[PASSAGE PROVIDED]
Lie and let die: what Lulu Wang's "The Farewell" teaches us about lies, family, and love.

Artikkel - Matei Norbert Balan

Lulu Wang’s 2019 “The Farewell” tells a compelling story about the power we have over others and the implications of how we choose to use it. It brings into focus uncomfortable questions about tradition, morality and ultimately about how far we would go for the ones we love.

Tzi Ma, Shuzhen Zhao, Han Chen, Aoi Mizuhara, Hong Lu, Diana Lin, Awkwafina, and Yongbo Jiang in The Farewell (2019) /Foto: IMDb

Tzi Ma, Shuzhen Zhao, Han Chen, Aoi Mizuhara, Hong Lu, Diana Lin, Awkwafina, and Yongbo Jiang in The Farewell (2019) /Foto: IMDb

Warning: this article contains spoilers for the movie “The Farewell”.

Would you lie to those you love in order to protect them?

[PROBLEMS AND TASKS]
a) According to the article on The Farewell, in what year was Lulu Wang's film released?
b) Copy everything from "Artikkel - Matei" down to "to protect them?" in the article on The Farewell, word for word.
None of the rows matter for this work.

[Stored data]
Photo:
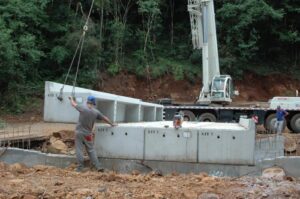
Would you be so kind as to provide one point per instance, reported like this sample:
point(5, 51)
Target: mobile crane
point(218, 89)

[ANSWERS BY ITEM]
a) 2019

b)
Artikkel - Matei Norbert Balan

Lulu Wang’s 2019 “The Farewell” tells a compelling story about the power we have over others and the implications of how we choose to use it. It brings into focus uncomfortable questions about tradition, morality and ultimately about how far we would go for the ones we love.

Tzi Ma, Shuzhen Zhao, Han Chen, Aoi Mizuhara, Hong Lu, Diana Lin, Awkwafina, and Yongbo Jiang in The Farewell (2019) /Foto: IMDb

Tzi Ma, Shuzhen Zhao, Han Chen, Aoi Mizuhara, Hong Lu, Diana Lin, Awkwafina, and Yongbo Jiang in The Farewell (2019) /Foto: IMDb

Warning: this article contains spoilers for the movie “The Farewell”.

Would you lie to those you love in order to protect them?